Rescale the records from their start through the line containing "1134;0;1344;718", both ends included, by writing out every line again with the requests unchanged. In the answers, multiply each box coordinate by 2.15 and round it to a whole number, halves up.

■ EXERCISE MATERIALS ■

++++++

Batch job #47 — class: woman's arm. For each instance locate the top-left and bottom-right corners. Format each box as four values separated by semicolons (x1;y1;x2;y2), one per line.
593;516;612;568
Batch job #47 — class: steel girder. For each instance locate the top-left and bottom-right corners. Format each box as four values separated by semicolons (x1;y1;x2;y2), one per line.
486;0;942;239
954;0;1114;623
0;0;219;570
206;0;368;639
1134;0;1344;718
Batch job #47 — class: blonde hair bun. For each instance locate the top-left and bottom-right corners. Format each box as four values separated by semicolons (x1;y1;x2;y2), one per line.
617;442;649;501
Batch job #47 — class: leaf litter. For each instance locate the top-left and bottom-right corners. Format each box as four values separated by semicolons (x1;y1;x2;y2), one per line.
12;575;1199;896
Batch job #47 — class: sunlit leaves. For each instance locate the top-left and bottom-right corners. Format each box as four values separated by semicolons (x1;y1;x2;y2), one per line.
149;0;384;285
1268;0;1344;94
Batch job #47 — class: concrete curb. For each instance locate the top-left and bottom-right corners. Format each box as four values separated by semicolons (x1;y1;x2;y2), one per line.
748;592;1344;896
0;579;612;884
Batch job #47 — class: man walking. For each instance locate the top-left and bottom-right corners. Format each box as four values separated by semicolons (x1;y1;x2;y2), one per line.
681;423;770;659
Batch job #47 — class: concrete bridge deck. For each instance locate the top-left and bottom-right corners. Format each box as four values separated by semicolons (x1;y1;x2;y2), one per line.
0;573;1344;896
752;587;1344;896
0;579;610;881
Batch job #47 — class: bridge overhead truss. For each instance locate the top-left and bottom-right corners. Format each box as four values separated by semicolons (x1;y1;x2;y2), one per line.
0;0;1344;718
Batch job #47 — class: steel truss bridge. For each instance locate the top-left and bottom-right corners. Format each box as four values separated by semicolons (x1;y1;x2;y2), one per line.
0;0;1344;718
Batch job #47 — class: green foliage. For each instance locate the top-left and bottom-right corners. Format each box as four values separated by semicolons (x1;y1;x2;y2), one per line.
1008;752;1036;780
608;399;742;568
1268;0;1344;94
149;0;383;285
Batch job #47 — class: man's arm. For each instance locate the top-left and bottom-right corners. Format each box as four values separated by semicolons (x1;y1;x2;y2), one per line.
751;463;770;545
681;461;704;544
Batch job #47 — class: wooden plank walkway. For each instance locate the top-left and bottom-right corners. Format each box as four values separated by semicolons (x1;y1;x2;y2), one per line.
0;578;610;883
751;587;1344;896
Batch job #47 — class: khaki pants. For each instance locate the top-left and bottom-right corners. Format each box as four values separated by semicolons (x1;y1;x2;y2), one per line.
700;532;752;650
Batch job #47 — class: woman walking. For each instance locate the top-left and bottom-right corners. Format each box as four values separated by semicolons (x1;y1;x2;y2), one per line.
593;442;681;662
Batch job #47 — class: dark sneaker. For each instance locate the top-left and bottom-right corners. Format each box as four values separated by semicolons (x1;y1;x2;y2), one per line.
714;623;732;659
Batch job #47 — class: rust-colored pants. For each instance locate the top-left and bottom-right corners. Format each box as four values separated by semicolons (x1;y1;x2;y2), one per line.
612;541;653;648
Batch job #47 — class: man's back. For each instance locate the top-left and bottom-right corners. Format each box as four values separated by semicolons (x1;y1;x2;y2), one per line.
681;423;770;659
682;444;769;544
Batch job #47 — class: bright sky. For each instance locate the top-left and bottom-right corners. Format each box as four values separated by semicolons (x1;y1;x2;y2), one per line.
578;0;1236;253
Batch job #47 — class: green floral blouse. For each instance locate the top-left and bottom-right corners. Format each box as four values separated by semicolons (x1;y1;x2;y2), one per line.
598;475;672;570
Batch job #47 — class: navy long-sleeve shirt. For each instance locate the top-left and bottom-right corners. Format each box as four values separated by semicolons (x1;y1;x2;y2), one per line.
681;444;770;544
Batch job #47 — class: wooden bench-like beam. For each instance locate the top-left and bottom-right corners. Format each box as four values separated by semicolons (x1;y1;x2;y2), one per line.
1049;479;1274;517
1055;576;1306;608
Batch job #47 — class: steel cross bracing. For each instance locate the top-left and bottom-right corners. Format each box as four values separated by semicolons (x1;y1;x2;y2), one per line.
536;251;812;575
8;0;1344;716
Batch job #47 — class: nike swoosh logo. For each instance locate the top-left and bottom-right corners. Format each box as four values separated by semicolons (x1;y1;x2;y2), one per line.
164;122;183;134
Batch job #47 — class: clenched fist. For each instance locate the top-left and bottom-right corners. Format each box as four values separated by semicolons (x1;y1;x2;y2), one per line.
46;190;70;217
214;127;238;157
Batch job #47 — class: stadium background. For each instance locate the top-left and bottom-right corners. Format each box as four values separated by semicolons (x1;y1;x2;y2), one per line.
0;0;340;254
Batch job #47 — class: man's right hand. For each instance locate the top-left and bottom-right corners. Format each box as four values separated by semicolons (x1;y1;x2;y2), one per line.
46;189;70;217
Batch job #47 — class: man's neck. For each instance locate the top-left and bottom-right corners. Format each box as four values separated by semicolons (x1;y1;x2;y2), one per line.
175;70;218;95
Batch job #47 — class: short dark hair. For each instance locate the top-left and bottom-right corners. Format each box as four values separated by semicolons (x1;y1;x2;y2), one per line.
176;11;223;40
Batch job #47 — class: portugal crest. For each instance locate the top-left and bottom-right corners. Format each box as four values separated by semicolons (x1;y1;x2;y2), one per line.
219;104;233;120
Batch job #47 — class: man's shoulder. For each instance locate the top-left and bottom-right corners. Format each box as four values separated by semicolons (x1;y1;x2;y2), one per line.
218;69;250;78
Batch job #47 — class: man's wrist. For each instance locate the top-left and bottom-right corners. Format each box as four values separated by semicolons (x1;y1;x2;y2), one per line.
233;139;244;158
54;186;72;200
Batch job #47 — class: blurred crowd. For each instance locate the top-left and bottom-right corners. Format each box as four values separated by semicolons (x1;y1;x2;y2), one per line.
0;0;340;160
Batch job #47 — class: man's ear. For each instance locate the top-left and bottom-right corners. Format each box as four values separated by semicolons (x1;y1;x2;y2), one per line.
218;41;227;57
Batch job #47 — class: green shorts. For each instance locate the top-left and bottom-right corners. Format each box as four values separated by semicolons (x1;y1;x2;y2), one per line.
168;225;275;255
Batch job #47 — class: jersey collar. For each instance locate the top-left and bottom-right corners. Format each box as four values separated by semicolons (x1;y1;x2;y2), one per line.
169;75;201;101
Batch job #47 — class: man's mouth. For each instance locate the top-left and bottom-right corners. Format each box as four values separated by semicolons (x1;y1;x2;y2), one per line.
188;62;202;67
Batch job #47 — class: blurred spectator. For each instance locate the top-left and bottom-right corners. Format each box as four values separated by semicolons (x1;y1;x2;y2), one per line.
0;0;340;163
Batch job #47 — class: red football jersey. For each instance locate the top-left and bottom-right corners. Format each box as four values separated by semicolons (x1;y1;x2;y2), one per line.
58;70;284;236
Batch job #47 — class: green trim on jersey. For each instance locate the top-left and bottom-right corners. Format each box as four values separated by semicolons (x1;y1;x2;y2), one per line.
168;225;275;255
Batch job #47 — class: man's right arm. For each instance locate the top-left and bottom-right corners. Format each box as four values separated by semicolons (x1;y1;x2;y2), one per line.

++++++

■ WRITTEN SOLUTION ■
Batch job #47 — class: woman's arm. For each instance locate the top-left and bottom-right corners. Format each box as four values separated by semicolons (x1;y1;x2;y2), one per line.
1275;1109;1316;1221
Batch job #47 — class: steel girder. For each instance locate the top-left and bottom-right corners. Format each box as four values separated by semicolons (x1;y1;x2;y2), one per line.
1045;0;2025;514
2051;0;2395;1339
0;0;471;1226
443;0;791;1374
2438;0;2890;1544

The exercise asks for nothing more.